• _Exercice_:
Recopiez tout l'extrait de l'article, de « Par les tests » jusqu'à « la reprise ? », en substituant « club rémois » à « Stade de Reims ».

• _Extrait de page_:
-------

« Comme des frères », entre confessions et récit d’une saison unique
Football, Interviews — par Julien Lampin, le 30 juin 2018 (10:43)
Par les tests médicaux, le Stade de Reims vient de lancer son cru 2018-19. L’occasion de tourner la page d’une saison 2017-18 unique et exceptionnelle. C’est justement cette singularité qu’Alexandre Audabram, habituel journaliste pour France Bleu Champagne Ardenne et voix du Stade de Reims les jours de match, a voulu retranscrire à travers un film rétrospectif. Une réalisation inédite dont il explique la genèse et la construction…
Pourquoi une telle oeuvre ? et pourquoi une sortie la veille de la reprise ?
L’idée est venue en octobre dernier. On sentait qu’il était en train de se passer quelque chose dans cette équipe bien au-delà des résultats, qu’il y avait un groupe qui vivait quelque chose d’exceptionnel. Evidemment, on restait à notre place mais en discutant, au fil des conférences de presse d’avant-match, les réactions et autres interviews laissaient transparaître quelque chose de fort. Je me suis dit que sauf accident, la saison allait être exceptionnelle et qu’il pourrait être bien de laisser une trace, modestement. J’avais déjà fait un produit radiophonique en mai 2016 sur la saison du maintien. J’avais envie de faire quelque chose de plus visuel alors qu’aujourd’hui, les médias radio que nous sommes vont vers une évolution de global media ou plurimedia. La première chose a été de demander au club s’il était d’accord de me céder les images, car sans image de matches ou sans but, ce film n’aurait pas été assez dynamique. Leur accord très vite m’a permis d’avancer.

-------

• _Entrées de la collection_:

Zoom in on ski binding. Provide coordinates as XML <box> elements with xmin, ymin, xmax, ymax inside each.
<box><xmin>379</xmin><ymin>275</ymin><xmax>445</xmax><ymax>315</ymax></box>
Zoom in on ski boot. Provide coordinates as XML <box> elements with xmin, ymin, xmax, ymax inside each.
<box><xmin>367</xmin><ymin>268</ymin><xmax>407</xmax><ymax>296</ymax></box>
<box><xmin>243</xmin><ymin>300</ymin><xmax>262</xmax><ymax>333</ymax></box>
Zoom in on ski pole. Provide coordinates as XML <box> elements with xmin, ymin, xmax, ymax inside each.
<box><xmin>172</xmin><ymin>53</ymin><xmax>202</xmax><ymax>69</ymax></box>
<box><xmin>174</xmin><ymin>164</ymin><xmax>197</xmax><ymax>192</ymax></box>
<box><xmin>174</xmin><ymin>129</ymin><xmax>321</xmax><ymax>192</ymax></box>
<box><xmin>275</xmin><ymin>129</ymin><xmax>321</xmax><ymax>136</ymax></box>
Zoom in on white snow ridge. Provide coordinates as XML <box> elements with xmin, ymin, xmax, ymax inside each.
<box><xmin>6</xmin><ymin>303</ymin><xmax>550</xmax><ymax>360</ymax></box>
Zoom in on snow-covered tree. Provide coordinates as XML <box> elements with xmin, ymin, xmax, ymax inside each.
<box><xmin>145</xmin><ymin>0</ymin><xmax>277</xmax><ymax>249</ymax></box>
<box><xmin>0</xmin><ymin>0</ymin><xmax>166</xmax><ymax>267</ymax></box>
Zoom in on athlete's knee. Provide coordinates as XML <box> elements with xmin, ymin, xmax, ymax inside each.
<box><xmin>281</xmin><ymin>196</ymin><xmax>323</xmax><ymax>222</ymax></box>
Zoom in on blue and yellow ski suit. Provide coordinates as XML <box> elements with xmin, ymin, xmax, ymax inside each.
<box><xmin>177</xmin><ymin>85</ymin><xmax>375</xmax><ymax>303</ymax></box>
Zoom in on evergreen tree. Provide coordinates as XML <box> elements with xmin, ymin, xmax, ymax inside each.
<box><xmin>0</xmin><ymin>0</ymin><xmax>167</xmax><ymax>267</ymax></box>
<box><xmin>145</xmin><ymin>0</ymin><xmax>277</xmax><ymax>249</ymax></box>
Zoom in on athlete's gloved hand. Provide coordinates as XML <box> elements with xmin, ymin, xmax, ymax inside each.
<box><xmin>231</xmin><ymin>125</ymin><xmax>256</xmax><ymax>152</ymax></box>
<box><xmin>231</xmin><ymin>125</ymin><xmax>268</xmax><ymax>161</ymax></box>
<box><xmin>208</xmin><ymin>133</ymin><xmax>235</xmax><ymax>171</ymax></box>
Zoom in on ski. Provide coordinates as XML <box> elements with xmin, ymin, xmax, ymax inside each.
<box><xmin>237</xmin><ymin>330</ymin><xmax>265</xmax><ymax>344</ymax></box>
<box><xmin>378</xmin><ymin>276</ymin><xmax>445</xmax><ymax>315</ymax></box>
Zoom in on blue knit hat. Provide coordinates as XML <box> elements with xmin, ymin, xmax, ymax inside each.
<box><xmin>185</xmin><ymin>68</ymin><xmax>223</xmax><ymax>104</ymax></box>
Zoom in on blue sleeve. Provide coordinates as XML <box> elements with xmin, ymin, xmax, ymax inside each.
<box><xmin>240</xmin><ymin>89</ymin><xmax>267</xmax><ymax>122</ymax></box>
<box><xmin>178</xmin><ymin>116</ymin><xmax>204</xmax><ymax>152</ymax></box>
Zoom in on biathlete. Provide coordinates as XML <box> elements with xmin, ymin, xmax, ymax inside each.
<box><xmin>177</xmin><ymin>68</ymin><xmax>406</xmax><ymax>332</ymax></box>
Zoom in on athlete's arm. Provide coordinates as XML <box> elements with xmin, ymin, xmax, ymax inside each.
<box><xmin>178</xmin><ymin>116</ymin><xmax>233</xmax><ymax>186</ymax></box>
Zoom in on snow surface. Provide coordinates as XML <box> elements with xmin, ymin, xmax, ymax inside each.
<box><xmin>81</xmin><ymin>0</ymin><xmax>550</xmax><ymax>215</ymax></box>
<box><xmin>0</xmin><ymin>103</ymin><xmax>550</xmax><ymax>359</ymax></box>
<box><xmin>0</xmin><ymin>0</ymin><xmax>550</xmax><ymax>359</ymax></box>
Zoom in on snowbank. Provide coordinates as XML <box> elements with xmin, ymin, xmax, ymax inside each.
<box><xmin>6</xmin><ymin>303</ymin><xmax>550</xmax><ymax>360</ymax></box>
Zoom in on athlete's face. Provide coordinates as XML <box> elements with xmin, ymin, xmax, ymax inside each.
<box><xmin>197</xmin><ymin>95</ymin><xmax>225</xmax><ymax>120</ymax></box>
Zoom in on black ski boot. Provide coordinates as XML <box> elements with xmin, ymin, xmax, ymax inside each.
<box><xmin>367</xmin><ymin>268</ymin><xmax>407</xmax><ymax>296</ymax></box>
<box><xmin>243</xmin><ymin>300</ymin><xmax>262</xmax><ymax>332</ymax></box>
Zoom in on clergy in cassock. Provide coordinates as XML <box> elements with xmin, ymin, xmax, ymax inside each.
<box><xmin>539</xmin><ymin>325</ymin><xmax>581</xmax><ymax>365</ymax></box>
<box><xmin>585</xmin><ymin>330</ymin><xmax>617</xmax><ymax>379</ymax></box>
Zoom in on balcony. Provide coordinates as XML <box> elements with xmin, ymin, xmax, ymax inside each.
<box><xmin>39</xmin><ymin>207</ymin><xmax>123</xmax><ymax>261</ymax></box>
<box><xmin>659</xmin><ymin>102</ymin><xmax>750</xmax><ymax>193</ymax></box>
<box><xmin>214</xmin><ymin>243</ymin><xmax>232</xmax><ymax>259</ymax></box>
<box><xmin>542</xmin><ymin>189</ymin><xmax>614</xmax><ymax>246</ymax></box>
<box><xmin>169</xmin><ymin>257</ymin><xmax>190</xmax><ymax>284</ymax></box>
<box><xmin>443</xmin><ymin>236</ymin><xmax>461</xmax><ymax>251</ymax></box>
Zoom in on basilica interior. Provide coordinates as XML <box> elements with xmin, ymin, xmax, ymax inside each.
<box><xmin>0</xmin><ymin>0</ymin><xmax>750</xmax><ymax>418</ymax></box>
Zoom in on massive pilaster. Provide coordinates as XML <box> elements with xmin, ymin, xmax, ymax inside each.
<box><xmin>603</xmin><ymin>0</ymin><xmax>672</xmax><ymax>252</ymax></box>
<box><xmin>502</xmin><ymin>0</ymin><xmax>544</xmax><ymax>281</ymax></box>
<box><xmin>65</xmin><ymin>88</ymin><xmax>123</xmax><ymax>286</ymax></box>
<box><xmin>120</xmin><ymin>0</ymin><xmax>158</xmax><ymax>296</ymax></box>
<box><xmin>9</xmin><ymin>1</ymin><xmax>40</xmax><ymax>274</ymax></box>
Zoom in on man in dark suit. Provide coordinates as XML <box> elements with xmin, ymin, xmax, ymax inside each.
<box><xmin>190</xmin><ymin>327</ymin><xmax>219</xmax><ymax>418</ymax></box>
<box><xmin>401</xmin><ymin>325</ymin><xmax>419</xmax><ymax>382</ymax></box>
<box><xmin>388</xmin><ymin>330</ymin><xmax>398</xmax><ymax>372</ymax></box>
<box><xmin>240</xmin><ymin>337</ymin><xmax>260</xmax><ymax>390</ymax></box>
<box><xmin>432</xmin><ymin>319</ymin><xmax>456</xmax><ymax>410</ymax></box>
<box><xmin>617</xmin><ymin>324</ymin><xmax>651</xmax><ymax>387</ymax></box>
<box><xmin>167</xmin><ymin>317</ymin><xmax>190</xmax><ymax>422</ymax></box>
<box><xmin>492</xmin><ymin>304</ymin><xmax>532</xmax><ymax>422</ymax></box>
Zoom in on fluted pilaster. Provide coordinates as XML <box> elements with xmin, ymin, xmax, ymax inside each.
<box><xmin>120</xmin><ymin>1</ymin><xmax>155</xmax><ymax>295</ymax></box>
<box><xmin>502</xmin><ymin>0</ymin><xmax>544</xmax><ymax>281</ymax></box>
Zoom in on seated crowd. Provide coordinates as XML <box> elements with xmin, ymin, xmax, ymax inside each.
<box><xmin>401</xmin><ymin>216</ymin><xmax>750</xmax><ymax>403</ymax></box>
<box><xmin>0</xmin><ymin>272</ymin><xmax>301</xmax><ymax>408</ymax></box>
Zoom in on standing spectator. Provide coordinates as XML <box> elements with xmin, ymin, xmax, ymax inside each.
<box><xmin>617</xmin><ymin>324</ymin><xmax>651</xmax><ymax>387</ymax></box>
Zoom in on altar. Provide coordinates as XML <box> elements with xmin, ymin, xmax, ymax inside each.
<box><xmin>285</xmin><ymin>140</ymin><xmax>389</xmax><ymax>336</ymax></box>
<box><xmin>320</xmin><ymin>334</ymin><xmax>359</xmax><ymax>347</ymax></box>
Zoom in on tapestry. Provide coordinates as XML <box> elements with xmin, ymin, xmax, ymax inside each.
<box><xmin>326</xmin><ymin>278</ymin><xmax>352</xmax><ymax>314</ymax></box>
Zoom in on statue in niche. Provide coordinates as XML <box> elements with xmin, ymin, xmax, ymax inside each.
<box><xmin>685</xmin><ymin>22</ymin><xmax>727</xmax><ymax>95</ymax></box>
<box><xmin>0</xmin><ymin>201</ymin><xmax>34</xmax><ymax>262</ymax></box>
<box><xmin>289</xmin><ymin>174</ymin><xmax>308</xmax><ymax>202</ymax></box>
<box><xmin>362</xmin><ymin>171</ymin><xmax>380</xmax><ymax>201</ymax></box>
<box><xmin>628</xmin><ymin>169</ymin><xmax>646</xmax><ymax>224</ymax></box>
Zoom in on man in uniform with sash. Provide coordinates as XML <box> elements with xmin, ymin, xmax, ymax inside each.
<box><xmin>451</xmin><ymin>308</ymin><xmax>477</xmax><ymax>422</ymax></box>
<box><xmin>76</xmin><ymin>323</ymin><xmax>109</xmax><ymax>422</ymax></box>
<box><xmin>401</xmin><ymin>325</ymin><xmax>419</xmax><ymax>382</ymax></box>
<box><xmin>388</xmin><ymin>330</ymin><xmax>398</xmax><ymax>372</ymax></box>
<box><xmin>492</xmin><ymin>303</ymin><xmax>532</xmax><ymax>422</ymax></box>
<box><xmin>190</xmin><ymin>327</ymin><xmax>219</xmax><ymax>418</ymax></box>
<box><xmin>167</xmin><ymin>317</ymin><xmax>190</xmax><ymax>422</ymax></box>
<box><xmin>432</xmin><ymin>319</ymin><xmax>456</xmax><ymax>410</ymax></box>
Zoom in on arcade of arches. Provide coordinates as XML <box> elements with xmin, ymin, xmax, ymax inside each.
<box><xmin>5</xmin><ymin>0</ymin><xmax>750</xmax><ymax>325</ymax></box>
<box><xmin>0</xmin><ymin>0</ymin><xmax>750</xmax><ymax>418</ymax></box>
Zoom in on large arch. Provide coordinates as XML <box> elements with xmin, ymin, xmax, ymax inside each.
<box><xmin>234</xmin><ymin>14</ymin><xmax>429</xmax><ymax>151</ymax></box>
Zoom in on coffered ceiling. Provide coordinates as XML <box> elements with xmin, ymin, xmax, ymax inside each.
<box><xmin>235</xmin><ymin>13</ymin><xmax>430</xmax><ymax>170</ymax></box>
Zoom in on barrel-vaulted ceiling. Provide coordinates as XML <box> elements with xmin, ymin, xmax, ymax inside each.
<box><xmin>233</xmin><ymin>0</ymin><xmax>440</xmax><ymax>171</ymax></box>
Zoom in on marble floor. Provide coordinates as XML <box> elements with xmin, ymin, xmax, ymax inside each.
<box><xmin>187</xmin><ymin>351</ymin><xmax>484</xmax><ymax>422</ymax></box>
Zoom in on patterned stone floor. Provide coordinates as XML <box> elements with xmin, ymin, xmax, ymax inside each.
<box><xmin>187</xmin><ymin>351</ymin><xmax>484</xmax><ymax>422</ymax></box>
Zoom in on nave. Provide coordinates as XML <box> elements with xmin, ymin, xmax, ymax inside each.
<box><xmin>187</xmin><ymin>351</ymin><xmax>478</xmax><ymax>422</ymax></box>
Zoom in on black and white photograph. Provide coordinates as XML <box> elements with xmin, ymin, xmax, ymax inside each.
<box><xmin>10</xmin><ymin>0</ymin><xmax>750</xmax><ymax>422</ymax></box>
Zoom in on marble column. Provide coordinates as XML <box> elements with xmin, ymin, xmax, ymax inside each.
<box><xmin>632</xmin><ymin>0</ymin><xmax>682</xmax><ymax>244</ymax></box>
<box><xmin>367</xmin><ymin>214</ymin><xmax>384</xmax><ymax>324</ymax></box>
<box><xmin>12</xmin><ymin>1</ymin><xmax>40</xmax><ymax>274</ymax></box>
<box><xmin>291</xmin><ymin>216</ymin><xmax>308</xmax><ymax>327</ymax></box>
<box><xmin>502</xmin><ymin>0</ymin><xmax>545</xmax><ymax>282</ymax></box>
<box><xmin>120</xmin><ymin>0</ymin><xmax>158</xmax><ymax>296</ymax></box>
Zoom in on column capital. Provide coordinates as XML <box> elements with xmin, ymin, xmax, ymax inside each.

-------

• _Résultat attendu_:
Par les tests médicaux, le club rémois vient de lancer son cru 2018-19. L’occasion de tourner la page d’une saison 2017-18 unique et exceptionnelle. C’est justement cette singularité qu’Alexandre Audabram, habituel journaliste pour France Bleu Champagne Ardenne et voix du club rémois les jours de match, a voulu retranscrire à travers un film rétrospectif. Une réalisation inédite dont il explique la genèse et la construction…
Pourquoi une telle oeuvre ? et pourquoi une sortie la veille de la reprise ?